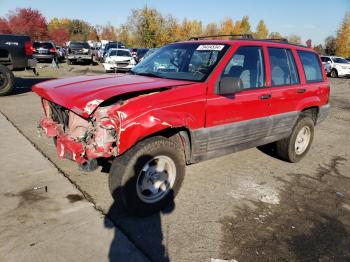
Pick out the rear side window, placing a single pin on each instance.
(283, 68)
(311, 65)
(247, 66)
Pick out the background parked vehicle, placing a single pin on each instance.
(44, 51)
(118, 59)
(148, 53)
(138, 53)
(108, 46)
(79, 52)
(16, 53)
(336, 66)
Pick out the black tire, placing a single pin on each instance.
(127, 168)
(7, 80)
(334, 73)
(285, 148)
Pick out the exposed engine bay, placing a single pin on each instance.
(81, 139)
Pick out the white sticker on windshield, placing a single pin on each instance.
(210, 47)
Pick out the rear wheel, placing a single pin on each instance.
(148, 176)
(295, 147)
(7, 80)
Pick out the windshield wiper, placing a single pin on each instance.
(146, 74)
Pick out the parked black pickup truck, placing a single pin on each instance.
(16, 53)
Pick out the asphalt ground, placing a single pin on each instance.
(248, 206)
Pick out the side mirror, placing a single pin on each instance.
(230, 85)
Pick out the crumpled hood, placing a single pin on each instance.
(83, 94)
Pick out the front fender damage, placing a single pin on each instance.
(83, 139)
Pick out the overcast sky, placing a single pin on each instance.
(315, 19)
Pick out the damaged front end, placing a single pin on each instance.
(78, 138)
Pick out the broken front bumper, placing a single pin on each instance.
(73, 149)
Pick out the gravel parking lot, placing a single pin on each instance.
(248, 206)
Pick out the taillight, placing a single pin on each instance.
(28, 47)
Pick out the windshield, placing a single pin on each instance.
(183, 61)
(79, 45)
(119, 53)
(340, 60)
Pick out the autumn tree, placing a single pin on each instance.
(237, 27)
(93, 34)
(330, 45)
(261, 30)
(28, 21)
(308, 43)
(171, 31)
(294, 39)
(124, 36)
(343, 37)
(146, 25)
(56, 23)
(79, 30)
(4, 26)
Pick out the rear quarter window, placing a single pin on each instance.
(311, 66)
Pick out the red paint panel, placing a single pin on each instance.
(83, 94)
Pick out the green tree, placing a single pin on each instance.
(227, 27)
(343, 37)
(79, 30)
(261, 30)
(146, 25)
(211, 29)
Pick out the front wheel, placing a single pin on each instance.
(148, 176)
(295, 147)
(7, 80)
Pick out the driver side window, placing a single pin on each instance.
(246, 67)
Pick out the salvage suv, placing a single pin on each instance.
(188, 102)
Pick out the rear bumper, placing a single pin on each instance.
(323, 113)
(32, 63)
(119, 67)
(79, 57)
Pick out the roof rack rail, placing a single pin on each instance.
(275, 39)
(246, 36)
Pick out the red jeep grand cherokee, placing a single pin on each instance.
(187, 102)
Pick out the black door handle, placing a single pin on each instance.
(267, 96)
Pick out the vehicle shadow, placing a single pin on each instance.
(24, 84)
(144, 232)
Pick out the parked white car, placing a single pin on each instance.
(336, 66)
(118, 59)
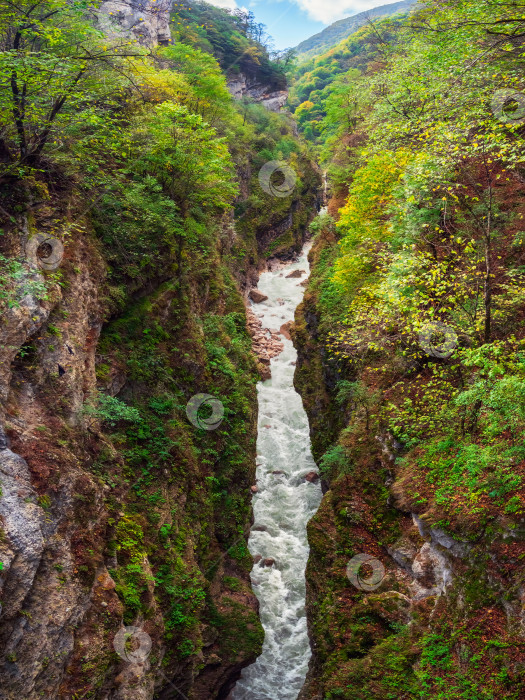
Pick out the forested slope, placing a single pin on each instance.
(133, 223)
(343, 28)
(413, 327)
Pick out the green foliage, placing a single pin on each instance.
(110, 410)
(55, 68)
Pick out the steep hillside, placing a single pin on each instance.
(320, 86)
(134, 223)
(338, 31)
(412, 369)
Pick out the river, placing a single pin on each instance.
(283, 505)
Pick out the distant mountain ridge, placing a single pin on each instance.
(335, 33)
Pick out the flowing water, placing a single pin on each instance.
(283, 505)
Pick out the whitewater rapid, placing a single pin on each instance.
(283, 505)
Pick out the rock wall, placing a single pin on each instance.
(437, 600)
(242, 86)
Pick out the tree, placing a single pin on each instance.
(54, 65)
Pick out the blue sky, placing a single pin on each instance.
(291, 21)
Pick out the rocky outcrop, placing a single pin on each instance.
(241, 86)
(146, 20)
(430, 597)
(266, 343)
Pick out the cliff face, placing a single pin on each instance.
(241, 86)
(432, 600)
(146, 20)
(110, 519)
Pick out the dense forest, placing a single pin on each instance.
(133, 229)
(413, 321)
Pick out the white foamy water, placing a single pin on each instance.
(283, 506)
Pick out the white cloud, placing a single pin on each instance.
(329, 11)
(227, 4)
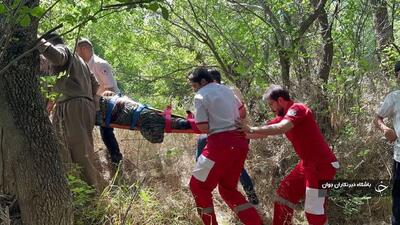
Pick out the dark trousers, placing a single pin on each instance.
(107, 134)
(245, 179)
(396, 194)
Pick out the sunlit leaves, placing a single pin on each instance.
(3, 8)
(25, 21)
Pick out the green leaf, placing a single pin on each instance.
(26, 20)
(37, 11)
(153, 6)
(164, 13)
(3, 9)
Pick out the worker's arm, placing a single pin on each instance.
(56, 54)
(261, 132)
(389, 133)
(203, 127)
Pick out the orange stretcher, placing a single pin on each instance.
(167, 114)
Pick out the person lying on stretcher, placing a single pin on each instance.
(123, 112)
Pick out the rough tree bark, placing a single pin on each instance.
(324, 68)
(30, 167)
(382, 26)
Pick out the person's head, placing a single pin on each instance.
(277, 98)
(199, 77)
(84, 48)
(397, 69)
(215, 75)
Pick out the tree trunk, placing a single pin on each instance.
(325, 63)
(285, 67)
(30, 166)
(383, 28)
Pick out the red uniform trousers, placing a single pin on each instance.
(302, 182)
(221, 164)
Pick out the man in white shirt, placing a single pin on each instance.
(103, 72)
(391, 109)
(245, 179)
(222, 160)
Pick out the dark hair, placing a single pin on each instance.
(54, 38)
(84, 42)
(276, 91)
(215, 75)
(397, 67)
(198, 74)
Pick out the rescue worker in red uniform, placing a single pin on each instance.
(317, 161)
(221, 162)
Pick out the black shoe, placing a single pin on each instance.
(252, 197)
==
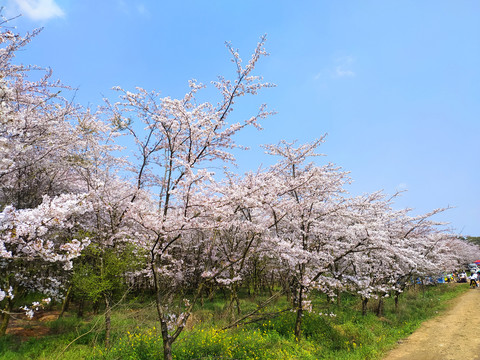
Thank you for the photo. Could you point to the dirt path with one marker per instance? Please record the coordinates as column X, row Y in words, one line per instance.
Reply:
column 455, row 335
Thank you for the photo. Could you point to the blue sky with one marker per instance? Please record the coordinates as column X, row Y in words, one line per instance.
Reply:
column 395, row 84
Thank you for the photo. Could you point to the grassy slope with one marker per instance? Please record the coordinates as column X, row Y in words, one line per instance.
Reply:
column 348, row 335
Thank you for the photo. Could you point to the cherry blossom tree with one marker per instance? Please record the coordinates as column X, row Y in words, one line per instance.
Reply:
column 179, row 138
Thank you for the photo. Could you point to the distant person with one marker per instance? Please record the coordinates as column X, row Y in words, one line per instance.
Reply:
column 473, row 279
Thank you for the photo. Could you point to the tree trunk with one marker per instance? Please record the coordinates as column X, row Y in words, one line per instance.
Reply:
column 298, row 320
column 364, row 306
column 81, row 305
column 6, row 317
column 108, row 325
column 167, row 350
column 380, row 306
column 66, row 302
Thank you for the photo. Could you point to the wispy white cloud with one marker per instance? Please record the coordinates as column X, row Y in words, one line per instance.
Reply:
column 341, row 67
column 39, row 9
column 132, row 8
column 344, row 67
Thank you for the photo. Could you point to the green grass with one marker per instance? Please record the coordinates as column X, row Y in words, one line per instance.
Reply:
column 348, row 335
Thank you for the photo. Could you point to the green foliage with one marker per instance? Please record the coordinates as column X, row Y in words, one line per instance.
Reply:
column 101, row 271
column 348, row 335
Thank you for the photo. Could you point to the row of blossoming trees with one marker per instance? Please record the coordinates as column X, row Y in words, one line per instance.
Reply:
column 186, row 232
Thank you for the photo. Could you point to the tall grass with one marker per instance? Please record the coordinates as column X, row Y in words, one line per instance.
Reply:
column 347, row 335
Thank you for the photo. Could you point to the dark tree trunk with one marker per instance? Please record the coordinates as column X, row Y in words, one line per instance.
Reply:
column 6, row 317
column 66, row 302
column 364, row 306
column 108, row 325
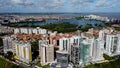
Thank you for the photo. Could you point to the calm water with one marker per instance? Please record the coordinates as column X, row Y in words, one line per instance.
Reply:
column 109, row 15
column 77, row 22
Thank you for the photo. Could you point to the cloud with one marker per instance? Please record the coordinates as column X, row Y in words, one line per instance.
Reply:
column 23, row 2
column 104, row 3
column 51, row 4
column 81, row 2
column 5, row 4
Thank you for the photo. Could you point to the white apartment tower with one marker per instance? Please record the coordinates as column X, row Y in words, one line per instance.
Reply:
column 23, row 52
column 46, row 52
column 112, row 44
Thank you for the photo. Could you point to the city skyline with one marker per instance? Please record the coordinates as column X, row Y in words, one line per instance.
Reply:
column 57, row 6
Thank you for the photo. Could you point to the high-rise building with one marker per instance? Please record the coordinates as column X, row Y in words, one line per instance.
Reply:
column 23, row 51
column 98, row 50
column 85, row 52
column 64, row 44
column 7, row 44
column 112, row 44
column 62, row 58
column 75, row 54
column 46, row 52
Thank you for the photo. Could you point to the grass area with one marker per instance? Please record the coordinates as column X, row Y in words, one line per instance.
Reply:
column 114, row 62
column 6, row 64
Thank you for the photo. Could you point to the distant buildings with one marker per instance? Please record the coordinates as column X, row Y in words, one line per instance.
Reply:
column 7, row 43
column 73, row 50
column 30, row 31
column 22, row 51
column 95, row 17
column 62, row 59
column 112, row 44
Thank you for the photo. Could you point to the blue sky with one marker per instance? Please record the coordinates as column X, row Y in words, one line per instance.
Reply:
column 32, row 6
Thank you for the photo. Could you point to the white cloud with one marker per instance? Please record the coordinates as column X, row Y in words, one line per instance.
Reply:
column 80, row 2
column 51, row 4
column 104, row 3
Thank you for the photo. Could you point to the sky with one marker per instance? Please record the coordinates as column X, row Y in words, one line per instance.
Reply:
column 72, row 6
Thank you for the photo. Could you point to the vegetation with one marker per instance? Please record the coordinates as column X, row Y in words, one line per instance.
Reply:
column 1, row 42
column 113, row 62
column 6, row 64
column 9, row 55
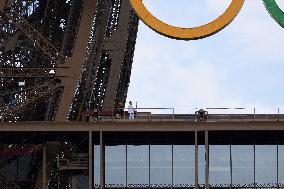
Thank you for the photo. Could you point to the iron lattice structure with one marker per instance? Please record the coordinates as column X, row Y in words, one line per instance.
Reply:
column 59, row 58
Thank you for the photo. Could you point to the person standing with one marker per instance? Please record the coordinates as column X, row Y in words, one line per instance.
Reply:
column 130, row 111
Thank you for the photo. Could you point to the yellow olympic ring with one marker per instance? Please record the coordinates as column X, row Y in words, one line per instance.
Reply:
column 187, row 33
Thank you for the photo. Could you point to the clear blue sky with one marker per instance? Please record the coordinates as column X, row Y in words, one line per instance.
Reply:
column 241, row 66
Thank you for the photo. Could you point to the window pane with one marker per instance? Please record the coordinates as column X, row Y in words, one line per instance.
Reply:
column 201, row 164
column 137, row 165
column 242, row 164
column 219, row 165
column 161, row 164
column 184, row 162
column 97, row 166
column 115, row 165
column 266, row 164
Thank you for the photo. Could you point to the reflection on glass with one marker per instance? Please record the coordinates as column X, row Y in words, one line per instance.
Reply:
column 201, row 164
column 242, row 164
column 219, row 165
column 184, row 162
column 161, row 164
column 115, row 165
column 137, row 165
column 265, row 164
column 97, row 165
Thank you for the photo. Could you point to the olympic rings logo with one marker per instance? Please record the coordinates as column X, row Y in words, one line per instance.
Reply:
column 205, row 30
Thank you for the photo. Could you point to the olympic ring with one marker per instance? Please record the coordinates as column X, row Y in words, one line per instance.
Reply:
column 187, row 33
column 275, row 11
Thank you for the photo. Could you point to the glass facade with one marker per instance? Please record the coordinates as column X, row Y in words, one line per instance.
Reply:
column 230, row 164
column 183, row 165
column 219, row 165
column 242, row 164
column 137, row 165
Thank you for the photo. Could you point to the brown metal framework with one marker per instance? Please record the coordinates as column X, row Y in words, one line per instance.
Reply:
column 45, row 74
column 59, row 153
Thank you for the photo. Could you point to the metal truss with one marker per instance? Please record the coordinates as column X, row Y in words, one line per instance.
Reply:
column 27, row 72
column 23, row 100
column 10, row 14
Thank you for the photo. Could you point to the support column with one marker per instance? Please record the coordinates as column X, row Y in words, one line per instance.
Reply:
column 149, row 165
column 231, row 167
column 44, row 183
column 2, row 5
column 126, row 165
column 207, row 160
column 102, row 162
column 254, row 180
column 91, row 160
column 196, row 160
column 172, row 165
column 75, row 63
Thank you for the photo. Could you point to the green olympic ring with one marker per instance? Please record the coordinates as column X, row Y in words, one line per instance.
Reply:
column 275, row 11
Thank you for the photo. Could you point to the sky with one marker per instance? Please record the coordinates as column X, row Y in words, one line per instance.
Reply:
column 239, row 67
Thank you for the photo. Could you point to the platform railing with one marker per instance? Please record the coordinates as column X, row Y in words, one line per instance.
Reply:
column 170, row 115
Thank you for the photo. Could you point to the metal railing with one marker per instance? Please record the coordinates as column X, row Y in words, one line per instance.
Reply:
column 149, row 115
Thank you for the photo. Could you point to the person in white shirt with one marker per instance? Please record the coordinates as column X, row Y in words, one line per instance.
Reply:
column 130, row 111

### Aim of the exercise
Search the data for "metal" and list every line in which it occurs.

### Solution to this task
Thank you for the photo. Could you point to the brown metal framework with one marker per instance? Please record the coordinates as column X, row Y in words, one line per instance.
Thank you for the photo. Could you point to the metal truss with one marker per instance? Please record the coordinates as column X, row Y in words, one line per instance.
Thank you for the photo. Could you point to the metal railing with one marker per instance? Please record the coordinates as column X, row Y in words, one line per instance.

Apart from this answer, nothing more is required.